[Stored items]
+--
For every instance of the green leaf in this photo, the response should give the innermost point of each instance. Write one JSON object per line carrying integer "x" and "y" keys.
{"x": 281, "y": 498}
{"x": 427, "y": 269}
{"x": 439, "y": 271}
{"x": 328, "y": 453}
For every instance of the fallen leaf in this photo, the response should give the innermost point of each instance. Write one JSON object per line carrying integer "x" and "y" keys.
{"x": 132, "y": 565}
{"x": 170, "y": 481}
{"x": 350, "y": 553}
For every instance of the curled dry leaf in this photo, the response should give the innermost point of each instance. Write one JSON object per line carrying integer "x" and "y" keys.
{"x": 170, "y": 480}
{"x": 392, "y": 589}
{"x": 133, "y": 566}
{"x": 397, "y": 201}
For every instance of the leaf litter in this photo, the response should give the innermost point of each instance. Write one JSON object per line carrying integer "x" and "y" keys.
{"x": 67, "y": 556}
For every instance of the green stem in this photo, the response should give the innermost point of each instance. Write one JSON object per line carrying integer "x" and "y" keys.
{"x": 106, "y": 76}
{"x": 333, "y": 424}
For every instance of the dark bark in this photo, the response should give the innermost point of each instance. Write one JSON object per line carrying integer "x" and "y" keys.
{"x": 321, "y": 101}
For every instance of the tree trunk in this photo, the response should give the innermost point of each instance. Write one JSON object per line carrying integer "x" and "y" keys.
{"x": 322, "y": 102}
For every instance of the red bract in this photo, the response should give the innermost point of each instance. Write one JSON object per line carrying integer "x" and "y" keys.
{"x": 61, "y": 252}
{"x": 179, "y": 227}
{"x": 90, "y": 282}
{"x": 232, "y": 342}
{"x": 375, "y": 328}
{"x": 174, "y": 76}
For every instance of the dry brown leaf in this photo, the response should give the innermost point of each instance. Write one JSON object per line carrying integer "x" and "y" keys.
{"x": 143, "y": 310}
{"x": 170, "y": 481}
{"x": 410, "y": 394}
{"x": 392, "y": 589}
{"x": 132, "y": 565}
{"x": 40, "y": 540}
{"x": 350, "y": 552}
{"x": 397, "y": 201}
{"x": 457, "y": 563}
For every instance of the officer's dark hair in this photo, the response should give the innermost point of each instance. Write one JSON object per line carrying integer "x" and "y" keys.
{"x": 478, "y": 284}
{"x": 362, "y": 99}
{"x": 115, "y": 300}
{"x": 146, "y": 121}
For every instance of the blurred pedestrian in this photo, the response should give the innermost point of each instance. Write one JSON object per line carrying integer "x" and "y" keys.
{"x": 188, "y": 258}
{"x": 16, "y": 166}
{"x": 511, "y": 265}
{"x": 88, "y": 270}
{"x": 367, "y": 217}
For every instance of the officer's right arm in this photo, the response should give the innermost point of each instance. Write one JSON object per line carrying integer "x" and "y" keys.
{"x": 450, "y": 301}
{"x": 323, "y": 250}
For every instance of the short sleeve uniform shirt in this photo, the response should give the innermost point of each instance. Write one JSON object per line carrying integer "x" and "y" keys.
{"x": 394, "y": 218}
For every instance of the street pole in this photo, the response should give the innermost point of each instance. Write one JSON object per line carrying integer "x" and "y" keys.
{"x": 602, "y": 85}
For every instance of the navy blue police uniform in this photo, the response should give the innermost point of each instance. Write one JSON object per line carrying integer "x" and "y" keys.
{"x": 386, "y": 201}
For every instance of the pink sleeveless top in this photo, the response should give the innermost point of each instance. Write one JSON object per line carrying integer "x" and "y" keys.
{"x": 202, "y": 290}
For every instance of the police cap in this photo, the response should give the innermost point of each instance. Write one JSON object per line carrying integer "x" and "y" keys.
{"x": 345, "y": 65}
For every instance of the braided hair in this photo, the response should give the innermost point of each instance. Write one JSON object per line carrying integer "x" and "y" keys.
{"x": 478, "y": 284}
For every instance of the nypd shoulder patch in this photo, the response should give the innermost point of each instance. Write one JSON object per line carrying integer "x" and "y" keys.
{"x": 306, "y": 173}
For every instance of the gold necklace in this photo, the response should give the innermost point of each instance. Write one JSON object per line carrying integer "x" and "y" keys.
+--
### Requirements
Extract the whole listing, character for character.

### Result of the task
For every instance of the green leaf in this photo, the response should give the innermost point of each instance. Write one JSON object per line carrying integer "x" and "y" keys.
{"x": 281, "y": 498}
{"x": 427, "y": 269}
{"x": 439, "y": 271}
{"x": 328, "y": 453}
For every instance of the fallen leaf in this photo, the response should give the innermost point of each instance. Write one JSON object per line carrying integer "x" and "y" keys.
{"x": 132, "y": 565}
{"x": 170, "y": 481}
{"x": 350, "y": 553}
For every instance of the curled dry leaf in this photo, the response should give the innermost point of each instance. Write one JSON object per line carrying integer "x" and "y" keys.
{"x": 170, "y": 480}
{"x": 392, "y": 589}
{"x": 133, "y": 566}
{"x": 397, "y": 201}
For every instance of the leaf litter in this photo, the response should give the innermost point of each instance. Write one JSON object per line carrying integer "x" and "y" keys.
{"x": 67, "y": 556}
For every instance of the green stem in this photo, the response should give the innermost point of each instance. Write one JSON object per line carrying integer "x" and "y" keys.
{"x": 106, "y": 76}
{"x": 333, "y": 424}
For every instance of the dark bark in this photo, the response should give the innermost point of each instance. Write one JSON object per line carrying integer "x" and "y" keys.
{"x": 321, "y": 101}
For every instance of the tree trunk in this photo, the response should give the innermost point of each instance. Write one JSON object per line carrying integer "x" and "y" keys.
{"x": 322, "y": 102}
For every instance of the red bract in this photo, the response should give the innermost point of each instance. Write one JSON object per line carrying integer "x" and "y" keys.
{"x": 61, "y": 252}
{"x": 179, "y": 227}
{"x": 90, "y": 282}
{"x": 232, "y": 342}
{"x": 375, "y": 328}
{"x": 174, "y": 76}
For every instance of the dry brown leaf in this photo, the response should give the innermost point of each instance. Write one JSON object per line carrying integer "x" and "y" keys.
{"x": 143, "y": 310}
{"x": 170, "y": 481}
{"x": 410, "y": 394}
{"x": 392, "y": 589}
{"x": 132, "y": 565}
{"x": 40, "y": 540}
{"x": 350, "y": 552}
{"x": 397, "y": 201}
{"x": 457, "y": 563}
For every instance of the officer's dark hair in this photo, the response should give the innermost point of each instance. Write one JSON object per line carrying integer "x" and "y" keys.
{"x": 478, "y": 284}
{"x": 362, "y": 99}
{"x": 115, "y": 300}
{"x": 146, "y": 121}
For every instance of the blurred pedestrian in this photo, the response should give the innermost point of each instance. Write one JSON object per line carrying integer "x" and "y" keys.
{"x": 188, "y": 258}
{"x": 16, "y": 166}
{"x": 511, "y": 265}
{"x": 88, "y": 270}
{"x": 367, "y": 217}
For every instance of the officer's right arm in this photo, the response should give the innermost point of each instance. Write one JSON object per line carrying integer "x" and "y" keys.
{"x": 450, "y": 301}
{"x": 323, "y": 250}
For every instance of the short sleeve uniform shirt in this photo, the response should give the innermost point of each instance. Write one JSON object per line carrying integer "x" and "y" keys.
{"x": 394, "y": 218}
For every instance of the street pole in this photo, the response should give the innermost point of each instance. Write one JSON object per line carrying integer "x" and "y" keys.
{"x": 602, "y": 85}
For every instance of the navy blue police uniform in this photo, the response should give the innermost point of each instance. Write one JSON object per line carrying integer "x" and "y" keys.
{"x": 386, "y": 201}
For every instance of the pink sleeveless top in this photo, the response should give the innermost point of each instance. Write one JSON object per line carrying integer "x" and "y" keys.
{"x": 202, "y": 290}
For every instance of the police cap in this photo, the response should give the innermost point of each instance. Write one JSON object per line carrying integer "x" and "y" keys.
{"x": 345, "y": 65}
For every instance of the braided hair in this photo, the response should give the innermost point of each instance. Write one JSON object per line carrying integer "x" and "y" keys.
{"x": 478, "y": 284}
For every instance of the nypd shoulder patch in this photo, the response should give the innermost point of each instance. Write one JSON object per line carrying integer "x" and "y" keys.
{"x": 306, "y": 173}
For every instance of the gold necklace in this photo, the response should give the innermost point of each instance. Write one JSON object per line carrying integer "x" and "y" keys.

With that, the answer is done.